[Region labeling records]

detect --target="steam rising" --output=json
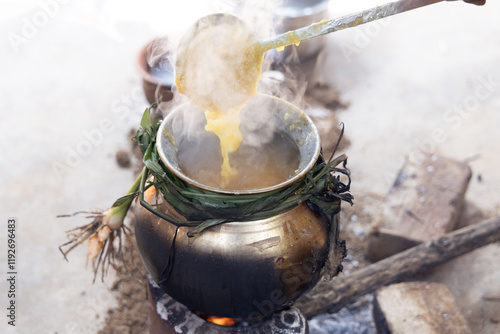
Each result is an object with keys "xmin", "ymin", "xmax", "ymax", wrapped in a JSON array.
[
  {"xmin": 176, "ymin": 14, "xmax": 263, "ymax": 112},
  {"xmin": 149, "ymin": 0, "xmax": 318, "ymax": 190}
]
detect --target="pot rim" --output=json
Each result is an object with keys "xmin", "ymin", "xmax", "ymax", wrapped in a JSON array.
[{"xmin": 156, "ymin": 93, "xmax": 321, "ymax": 195}]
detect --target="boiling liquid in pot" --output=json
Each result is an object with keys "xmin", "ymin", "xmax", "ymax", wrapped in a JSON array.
[{"xmin": 178, "ymin": 133, "xmax": 300, "ymax": 190}]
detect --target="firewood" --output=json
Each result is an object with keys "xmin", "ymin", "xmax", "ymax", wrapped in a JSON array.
[
  {"xmin": 296, "ymin": 217, "xmax": 500, "ymax": 318},
  {"xmin": 365, "ymin": 154, "xmax": 471, "ymax": 262}
]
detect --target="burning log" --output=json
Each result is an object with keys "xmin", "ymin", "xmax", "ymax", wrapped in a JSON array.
[{"xmin": 295, "ymin": 217, "xmax": 500, "ymax": 318}]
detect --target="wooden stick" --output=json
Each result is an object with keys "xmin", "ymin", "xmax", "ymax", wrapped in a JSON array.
[{"xmin": 295, "ymin": 217, "xmax": 500, "ymax": 318}]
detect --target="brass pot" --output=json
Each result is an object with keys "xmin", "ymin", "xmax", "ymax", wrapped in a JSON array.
[{"xmin": 134, "ymin": 95, "xmax": 337, "ymax": 318}]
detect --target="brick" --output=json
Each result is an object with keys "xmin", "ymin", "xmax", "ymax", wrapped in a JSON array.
[
  {"xmin": 373, "ymin": 282, "xmax": 471, "ymax": 334},
  {"xmin": 366, "ymin": 155, "xmax": 472, "ymax": 262}
]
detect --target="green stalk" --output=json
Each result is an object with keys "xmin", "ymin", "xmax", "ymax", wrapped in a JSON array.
[{"xmin": 105, "ymin": 168, "xmax": 145, "ymax": 231}]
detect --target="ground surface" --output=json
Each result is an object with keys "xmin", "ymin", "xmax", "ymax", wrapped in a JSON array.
[{"xmin": 0, "ymin": 0, "xmax": 500, "ymax": 334}]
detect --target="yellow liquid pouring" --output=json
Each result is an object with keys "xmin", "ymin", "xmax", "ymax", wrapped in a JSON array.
[{"xmin": 175, "ymin": 14, "xmax": 308, "ymax": 188}]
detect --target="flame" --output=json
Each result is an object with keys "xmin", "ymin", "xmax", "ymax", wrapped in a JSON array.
[{"xmin": 206, "ymin": 315, "xmax": 240, "ymax": 327}]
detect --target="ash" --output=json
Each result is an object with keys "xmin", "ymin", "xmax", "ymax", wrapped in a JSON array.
[{"xmin": 309, "ymin": 295, "xmax": 377, "ymax": 334}]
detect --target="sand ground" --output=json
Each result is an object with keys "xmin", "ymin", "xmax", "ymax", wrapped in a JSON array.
[{"xmin": 0, "ymin": 0, "xmax": 500, "ymax": 334}]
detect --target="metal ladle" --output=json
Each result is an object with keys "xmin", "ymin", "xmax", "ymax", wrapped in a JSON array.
[{"xmin": 175, "ymin": 0, "xmax": 485, "ymax": 110}]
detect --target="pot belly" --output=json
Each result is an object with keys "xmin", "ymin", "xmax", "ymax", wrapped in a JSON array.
[{"xmin": 134, "ymin": 196, "xmax": 330, "ymax": 318}]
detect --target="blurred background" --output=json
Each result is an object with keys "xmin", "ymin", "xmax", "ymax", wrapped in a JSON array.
[{"xmin": 0, "ymin": 0, "xmax": 500, "ymax": 334}]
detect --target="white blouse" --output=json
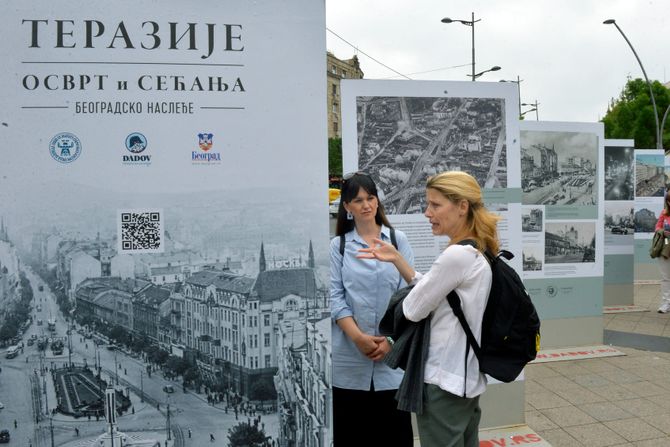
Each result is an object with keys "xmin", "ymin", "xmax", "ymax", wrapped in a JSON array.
[{"xmin": 403, "ymin": 244, "xmax": 491, "ymax": 397}]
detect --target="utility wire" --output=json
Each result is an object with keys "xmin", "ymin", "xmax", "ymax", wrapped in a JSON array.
[
  {"xmin": 386, "ymin": 63, "xmax": 472, "ymax": 82},
  {"xmin": 326, "ymin": 27, "xmax": 412, "ymax": 79}
]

- Exercise prompt: Which lines of the listing contain the string "liquid"? Gather each of them in full.

- Written answer:
detect --target="boiling liquid in pot" --output=json
detect --target="yellow liquid pouring" --output=json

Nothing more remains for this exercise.